◆ TO DO ◆
Repeat every record below exactly, but leave out any pictures.

◆ EXERCISE DATA ◆

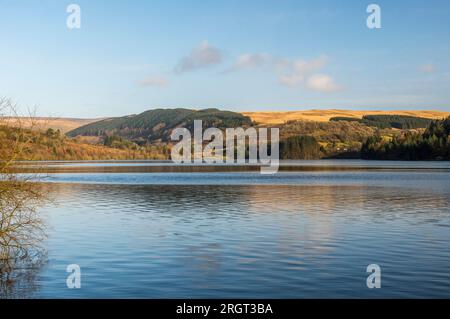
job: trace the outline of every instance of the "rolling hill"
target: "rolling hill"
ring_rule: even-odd
[[[202,120],[204,127],[250,126],[249,117],[218,109],[155,109],[138,115],[109,118],[78,127],[67,133],[75,136],[117,135],[135,142],[167,141],[174,128],[193,128],[194,120]]]
[[[333,117],[354,117],[361,119],[365,115],[406,115],[423,117],[428,119],[443,119],[450,115],[450,112],[443,111],[353,111],[353,110],[302,110],[285,112],[242,112],[249,116],[252,121],[259,124],[283,124],[288,121],[316,121],[328,122]]]

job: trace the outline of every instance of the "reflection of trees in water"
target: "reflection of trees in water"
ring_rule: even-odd
[[[45,264],[45,250],[28,251],[0,261],[0,299],[27,298],[38,289],[36,277]]]
[[[17,116],[12,102],[0,98],[0,127],[9,141],[0,144],[0,298],[17,298],[33,291],[45,260],[45,251],[39,247],[45,232],[37,208],[48,190],[33,182],[37,175],[16,173],[17,159],[33,159],[28,147],[35,134],[23,129],[20,118],[5,120],[5,113]],[[30,123],[33,128],[33,118]]]
[[[45,237],[36,212],[42,186],[25,181],[0,183],[0,298],[27,297],[43,265]]]

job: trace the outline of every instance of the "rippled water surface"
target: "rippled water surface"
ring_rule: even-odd
[[[46,260],[13,289],[45,298],[448,298],[449,167],[395,165],[50,174]],[[66,287],[69,264],[82,269],[81,289]],[[381,289],[366,286],[369,264],[381,267]]]

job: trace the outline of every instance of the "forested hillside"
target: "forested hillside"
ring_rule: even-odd
[[[230,111],[218,109],[156,109],[139,115],[130,115],[94,122],[67,135],[82,136],[118,136],[146,144],[168,142],[172,130],[176,127],[193,129],[194,120],[202,120],[204,127],[246,127],[252,125],[249,117]]]

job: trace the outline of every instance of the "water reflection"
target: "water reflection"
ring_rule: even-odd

◆ FINAL RESULT ◆
job: trace the outline of every instance of the "rolling hill"
target: "rolling hill"
ring_rule: even-odd
[[[202,120],[204,127],[250,126],[249,117],[218,109],[155,109],[138,115],[109,118],[78,127],[67,133],[75,136],[117,135],[135,142],[167,141],[174,128],[193,128],[194,120]]]
[[[333,117],[354,117],[361,119],[365,115],[406,115],[423,117],[428,119],[443,119],[450,115],[450,112],[443,111],[353,111],[353,110],[302,110],[285,112],[242,112],[249,116],[252,121],[259,124],[283,124],[288,121],[316,121],[328,122]]]

job: trace the outline of every instance of the "reflection of trees in water"
target: "reflection of trees in water"
ring_rule: even-odd
[[[45,264],[45,250],[28,251],[0,261],[0,299],[27,298],[38,289],[36,277]]]
[[[17,116],[12,102],[0,98],[0,127],[9,141],[0,144],[0,298],[17,298],[33,291],[45,260],[45,251],[39,247],[45,232],[37,208],[48,190],[33,182],[37,175],[16,173],[17,159],[33,159],[28,147],[35,134],[23,129],[20,118],[5,120],[5,113]],[[30,123],[33,128],[33,118]]]
[[[45,237],[36,212],[42,186],[25,181],[0,183],[0,298],[27,297],[43,265]]]

job: trace the outline of every instance of the "rippled water surface"
target: "rippled water surface"
ring_rule: even-odd
[[[46,260],[13,289],[45,298],[448,298],[449,167],[395,165],[50,174]],[[66,287],[69,264],[82,269],[81,289]],[[381,289],[366,286],[369,264],[381,267]]]

job: trace the outline of every instance of the "forested hillside"
target: "forested hillside"
ring_rule: even-odd
[[[230,111],[218,109],[156,109],[139,115],[130,115],[94,122],[67,135],[82,136],[118,136],[146,144],[168,142],[172,130],[176,127],[193,129],[194,120],[202,120],[204,127],[246,127],[252,125],[249,117]]]

job: trace the outline of every instance of the "water reflection"
target: "water reflection"
ring_rule: even-odd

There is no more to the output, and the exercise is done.